TEXT TO READ —
** Start **
KALERE A. PAYTON (Costume Designer) most recently designed
costumes for The Wiz at the University of Minnesota. Other University of Minnesota Theatre and
Dance Costume Design credits include The
Arabian Nights and Uri Sands' dance piece Happy. Kalere is the Costume
Designer for the University
of Minnesota's upcoming
production of Tony Kushner’s A Bright
Room Called Day. Kalere has also
assisted Mathew J. Lefebvre, Costume Designer for Get Ready, REDSHIRTS and
Fencesat Penumbra and Two Trains Running at Signature Theatre
Company in New York. She is working towards a Master of Fine Arts in
Costume Design/Technology, to be completed in May of 2009.
KATHY A. PERKINS
(Lighting Designer) has designed throughout the United
States, as well as in Europe and South Africa. She has worked
Off-Broadway with The New Federal Theatre and Manhattan Theatre Club and in
such venues as Carnegie Hall and Brooklyn Academy of Music (BAM). She was
resident designer for two seasons at the Los Angeles Theatre Center
(LATC). Regional designs include
American Conservatory Theatre, The Goodman, Alliance,
Mark Taper, Berkeley Repertory, St. Louis Black Repertory, A Contemporary
Theatre, Indiana Repertory, Seattle Repertory, Congo Square, Alabama
Shakespeare Festival and Court Theatre.
Kathy is the editor/coeditor of five anthologies focusing on
African/African Diaspora women. She
currently chairs the lighting design program at the University of Illinois
at Urbana-Champaign.
** End **
DATA BLOCK —
** Start **
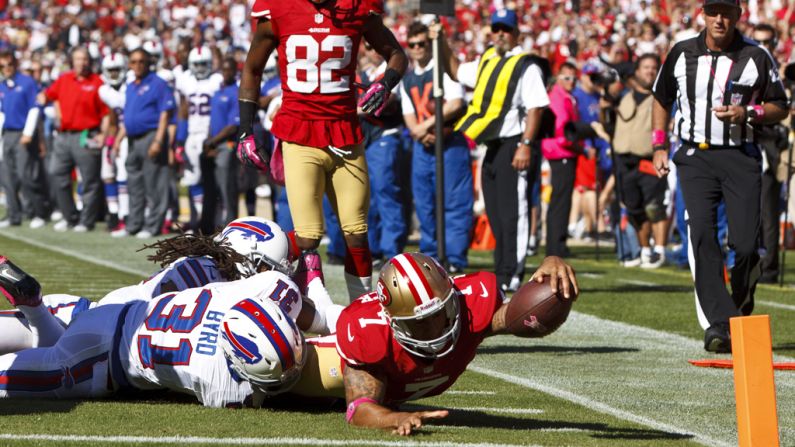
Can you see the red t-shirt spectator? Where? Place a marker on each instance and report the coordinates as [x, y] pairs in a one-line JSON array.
[[78, 101]]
** End **
DO THIS —
In the designer bios, list every University of Minnesota work, past or upcoming, that Kalere A. Payton designed or is designing costumes for.

SOLUTION TO THIS TASK —
- The Wiz
- The Arabian Nights
- Happy
- A Bright Room Called Day